Written task:
Which lines in the records below contain the string "fringe"? Show each of them in full.

Items:
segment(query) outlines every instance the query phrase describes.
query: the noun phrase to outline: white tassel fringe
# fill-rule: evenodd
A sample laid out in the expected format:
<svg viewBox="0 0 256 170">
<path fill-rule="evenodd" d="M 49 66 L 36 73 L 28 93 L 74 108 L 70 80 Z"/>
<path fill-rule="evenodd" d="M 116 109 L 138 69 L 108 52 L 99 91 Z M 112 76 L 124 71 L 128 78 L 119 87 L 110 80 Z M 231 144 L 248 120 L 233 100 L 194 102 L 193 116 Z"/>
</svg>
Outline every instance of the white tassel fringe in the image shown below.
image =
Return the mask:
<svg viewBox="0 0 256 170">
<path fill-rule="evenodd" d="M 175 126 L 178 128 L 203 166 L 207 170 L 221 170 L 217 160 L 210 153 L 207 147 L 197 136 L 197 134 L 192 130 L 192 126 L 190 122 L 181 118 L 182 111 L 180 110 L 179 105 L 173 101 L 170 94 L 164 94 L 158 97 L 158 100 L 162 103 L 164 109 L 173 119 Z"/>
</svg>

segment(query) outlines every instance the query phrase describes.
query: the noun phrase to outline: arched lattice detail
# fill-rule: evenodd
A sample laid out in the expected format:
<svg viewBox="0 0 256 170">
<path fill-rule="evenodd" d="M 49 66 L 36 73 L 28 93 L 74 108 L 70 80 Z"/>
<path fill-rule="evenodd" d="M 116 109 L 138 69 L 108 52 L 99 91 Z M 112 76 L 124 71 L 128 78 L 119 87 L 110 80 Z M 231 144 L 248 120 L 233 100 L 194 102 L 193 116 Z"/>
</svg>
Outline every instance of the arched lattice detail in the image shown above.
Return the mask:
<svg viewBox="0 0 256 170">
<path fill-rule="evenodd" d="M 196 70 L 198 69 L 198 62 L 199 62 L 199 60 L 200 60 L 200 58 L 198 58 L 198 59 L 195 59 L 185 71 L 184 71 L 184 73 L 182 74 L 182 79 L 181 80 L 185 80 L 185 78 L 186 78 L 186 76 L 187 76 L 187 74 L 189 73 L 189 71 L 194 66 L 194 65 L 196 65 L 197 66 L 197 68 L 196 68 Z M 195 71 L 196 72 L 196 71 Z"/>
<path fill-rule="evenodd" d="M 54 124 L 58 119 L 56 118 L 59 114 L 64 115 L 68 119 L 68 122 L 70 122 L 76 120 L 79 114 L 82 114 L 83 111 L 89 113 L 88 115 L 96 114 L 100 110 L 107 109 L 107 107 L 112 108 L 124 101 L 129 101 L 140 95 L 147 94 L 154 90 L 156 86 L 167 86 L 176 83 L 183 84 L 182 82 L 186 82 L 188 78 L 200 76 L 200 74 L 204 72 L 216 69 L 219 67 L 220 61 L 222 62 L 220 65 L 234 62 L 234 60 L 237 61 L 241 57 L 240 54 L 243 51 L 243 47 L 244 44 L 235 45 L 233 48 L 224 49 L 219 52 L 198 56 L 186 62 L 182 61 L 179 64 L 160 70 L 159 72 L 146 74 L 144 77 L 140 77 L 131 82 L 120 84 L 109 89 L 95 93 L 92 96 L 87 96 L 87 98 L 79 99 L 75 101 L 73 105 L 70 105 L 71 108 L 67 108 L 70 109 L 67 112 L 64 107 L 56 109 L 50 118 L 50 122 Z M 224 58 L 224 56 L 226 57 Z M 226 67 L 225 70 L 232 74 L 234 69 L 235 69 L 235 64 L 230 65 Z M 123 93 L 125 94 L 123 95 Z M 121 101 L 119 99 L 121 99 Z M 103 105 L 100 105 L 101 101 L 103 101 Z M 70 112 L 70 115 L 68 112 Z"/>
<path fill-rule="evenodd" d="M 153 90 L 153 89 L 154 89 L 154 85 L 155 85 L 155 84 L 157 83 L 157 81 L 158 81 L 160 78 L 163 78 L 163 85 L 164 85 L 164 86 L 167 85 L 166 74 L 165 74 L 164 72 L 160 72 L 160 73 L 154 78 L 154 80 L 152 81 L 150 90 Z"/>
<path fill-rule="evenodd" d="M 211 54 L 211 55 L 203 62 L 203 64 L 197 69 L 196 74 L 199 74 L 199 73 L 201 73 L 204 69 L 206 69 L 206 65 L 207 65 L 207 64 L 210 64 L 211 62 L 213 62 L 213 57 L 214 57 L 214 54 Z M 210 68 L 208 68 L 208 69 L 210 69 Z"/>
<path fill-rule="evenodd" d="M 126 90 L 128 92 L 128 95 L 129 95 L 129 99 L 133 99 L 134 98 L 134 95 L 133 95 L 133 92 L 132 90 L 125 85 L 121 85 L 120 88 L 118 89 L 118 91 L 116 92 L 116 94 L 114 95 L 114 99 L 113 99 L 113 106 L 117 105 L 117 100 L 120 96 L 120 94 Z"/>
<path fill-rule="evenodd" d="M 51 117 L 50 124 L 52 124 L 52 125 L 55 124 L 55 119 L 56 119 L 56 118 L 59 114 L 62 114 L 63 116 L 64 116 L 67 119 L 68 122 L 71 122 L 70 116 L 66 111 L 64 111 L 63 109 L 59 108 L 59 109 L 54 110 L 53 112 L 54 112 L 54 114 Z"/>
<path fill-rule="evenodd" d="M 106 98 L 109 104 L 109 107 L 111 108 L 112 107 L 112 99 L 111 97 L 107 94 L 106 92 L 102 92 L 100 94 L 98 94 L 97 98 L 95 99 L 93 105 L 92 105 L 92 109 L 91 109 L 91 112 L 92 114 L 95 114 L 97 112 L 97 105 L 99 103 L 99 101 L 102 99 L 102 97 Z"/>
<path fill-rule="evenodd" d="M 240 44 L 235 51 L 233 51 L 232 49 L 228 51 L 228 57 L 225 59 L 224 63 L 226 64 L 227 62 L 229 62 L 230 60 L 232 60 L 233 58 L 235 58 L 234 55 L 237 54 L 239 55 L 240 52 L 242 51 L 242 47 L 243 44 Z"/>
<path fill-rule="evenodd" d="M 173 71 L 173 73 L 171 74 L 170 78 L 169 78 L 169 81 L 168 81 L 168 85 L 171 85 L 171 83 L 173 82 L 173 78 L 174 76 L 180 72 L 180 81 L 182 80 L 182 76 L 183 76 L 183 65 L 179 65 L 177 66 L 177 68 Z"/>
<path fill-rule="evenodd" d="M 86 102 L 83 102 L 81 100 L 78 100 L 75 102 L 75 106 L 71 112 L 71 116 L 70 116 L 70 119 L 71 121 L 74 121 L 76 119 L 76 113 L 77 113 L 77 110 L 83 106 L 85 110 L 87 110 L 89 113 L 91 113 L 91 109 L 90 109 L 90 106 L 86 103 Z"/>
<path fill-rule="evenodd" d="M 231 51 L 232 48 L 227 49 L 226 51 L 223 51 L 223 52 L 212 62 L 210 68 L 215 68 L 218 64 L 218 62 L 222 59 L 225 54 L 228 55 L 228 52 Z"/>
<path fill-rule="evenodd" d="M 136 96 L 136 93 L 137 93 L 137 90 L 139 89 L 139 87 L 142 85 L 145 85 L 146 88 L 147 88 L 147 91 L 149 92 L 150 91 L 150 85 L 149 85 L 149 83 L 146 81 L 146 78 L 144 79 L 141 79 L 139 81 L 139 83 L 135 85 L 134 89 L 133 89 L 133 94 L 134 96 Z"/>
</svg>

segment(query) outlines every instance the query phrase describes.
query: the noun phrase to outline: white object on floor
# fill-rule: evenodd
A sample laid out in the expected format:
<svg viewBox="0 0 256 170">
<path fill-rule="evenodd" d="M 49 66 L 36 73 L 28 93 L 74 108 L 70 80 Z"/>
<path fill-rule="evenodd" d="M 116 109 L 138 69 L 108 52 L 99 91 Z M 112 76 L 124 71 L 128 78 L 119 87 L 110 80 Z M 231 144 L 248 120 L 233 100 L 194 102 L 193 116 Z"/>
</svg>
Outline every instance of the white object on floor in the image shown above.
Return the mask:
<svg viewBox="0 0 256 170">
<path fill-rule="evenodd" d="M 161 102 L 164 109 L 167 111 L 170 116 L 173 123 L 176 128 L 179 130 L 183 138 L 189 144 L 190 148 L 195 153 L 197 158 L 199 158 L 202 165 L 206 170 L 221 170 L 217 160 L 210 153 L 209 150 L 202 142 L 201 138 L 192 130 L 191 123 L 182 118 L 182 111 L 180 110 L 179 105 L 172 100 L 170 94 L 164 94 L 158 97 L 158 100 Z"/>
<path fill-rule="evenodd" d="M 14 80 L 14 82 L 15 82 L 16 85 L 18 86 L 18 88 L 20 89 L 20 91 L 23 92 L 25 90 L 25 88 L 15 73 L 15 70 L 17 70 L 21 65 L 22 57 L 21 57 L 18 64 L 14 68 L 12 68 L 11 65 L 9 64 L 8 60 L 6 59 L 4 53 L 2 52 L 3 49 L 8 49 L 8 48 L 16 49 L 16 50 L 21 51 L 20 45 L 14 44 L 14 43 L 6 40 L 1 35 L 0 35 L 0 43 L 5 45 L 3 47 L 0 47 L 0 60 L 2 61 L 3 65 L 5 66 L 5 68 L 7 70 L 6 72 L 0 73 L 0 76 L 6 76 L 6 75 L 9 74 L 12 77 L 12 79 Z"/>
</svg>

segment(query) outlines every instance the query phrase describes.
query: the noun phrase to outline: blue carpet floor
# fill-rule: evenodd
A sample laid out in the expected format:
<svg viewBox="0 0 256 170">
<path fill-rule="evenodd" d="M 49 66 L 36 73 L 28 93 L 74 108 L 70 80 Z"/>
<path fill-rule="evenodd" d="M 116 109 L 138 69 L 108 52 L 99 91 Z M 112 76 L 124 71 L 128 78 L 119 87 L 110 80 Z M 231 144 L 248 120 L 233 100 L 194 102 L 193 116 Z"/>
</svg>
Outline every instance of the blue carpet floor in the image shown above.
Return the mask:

Full solution:
query: the noun phrase to outline: white tassel fringe
Outline every instance of the white tassel fringe in the image shown below.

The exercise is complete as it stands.